● **Exercise**:
Arrange the records between the lines holding "Target: goal post" and "(1161, 384)", inclusive, as a two-column CSV with the headers instruction and coordinates. Give one row per record, placing its text and its answer each in a single quoted field with line breaks replaced by spaces.

● **Data lines**:
===============
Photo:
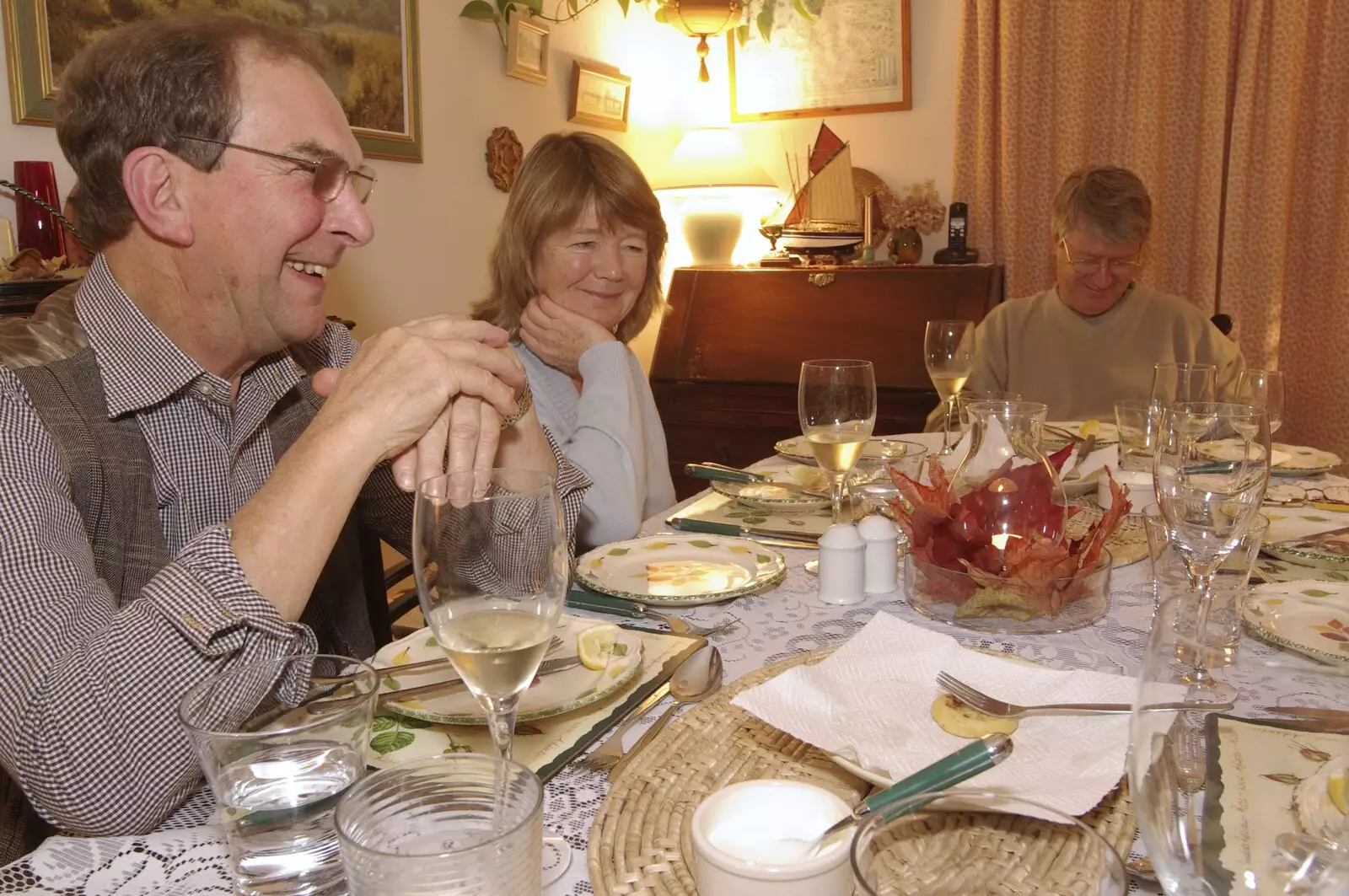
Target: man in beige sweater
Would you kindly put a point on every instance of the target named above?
===============
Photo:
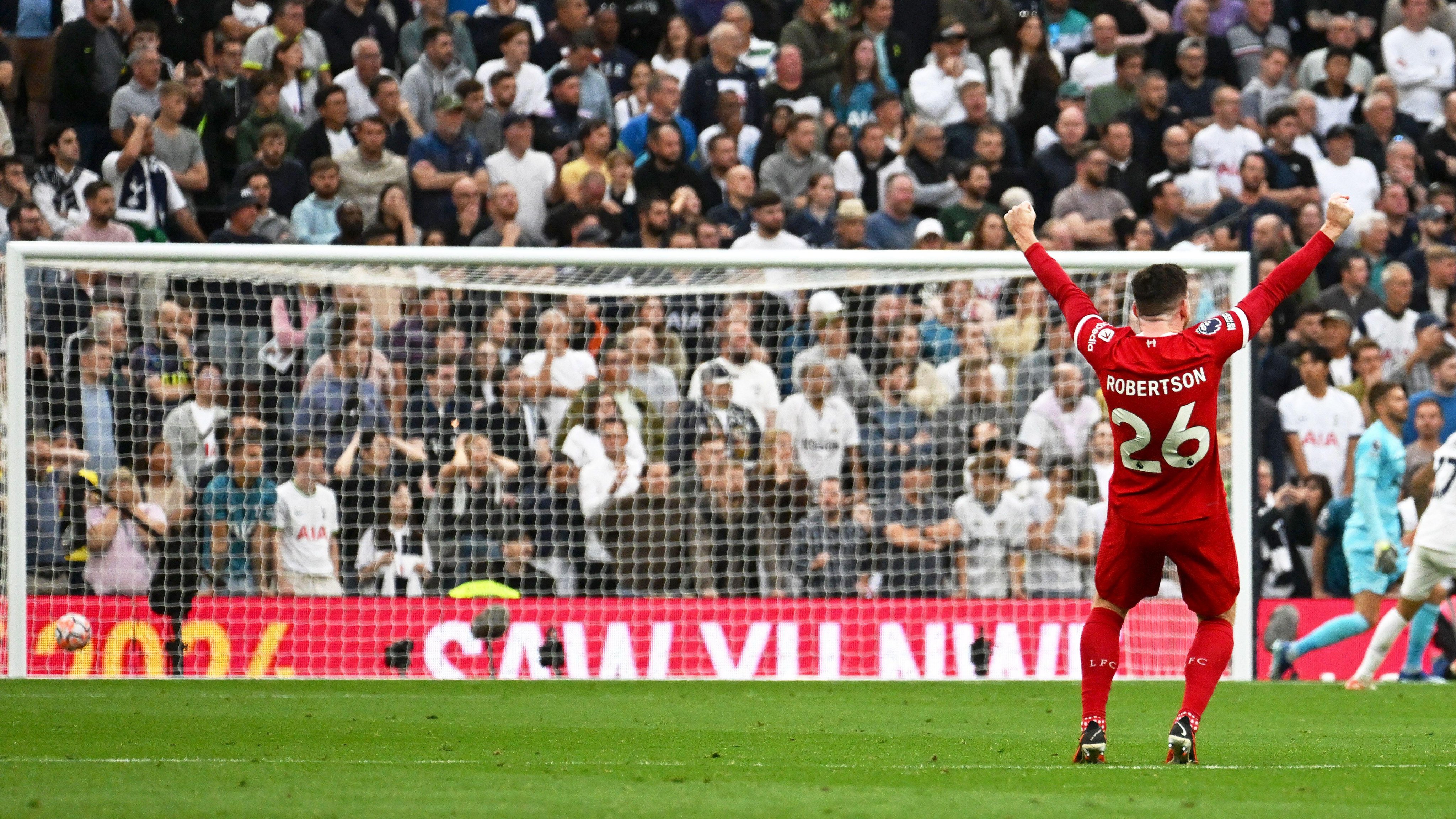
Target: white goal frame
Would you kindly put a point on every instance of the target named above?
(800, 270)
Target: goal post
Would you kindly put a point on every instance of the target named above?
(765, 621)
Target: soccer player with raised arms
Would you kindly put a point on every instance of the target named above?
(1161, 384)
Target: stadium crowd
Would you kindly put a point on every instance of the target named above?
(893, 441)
===============
● **Written answer**:
instruction,coordinates
"Target: goal post Would you kindly put a point on every instance of the target named above?","(765, 621)"
"Target: soccer player with raised arms Would you kindly put a point on every instance of the target named above?","(1161, 384)"